EXERCISE DIRECTIONS
Count the lines of the material below that contain the string "road", treating uppercase and lowercase letters as distinct, and give only that number.

## START MATERIAL

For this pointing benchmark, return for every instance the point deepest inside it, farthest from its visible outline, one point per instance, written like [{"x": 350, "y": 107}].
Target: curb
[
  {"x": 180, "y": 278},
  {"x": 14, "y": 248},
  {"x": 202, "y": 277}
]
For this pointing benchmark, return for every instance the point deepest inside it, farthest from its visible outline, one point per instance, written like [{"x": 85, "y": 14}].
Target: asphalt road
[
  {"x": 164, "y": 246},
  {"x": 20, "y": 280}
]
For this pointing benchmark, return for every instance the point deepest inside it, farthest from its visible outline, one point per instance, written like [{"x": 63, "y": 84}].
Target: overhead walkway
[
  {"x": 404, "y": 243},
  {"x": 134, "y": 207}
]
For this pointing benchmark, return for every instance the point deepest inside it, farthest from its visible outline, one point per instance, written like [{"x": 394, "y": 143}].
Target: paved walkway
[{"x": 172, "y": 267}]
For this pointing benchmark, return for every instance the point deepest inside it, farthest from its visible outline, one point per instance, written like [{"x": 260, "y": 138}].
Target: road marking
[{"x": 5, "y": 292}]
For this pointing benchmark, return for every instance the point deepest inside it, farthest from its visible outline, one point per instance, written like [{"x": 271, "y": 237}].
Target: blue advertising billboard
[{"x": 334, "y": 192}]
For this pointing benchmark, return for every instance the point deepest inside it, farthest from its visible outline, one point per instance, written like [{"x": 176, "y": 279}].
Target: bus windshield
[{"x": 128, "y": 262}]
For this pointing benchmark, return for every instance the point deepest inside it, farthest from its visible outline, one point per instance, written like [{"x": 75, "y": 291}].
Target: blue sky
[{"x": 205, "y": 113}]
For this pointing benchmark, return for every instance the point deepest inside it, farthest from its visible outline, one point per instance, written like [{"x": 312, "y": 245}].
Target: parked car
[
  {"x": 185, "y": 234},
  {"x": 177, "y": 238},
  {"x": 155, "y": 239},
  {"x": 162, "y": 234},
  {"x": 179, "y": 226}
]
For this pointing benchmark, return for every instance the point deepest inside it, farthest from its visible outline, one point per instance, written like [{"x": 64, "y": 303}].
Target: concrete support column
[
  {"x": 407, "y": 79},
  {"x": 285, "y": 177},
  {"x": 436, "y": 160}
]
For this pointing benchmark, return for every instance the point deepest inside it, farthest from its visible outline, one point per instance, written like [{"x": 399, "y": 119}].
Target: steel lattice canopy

## END MATERIAL

TASK ANSWER
2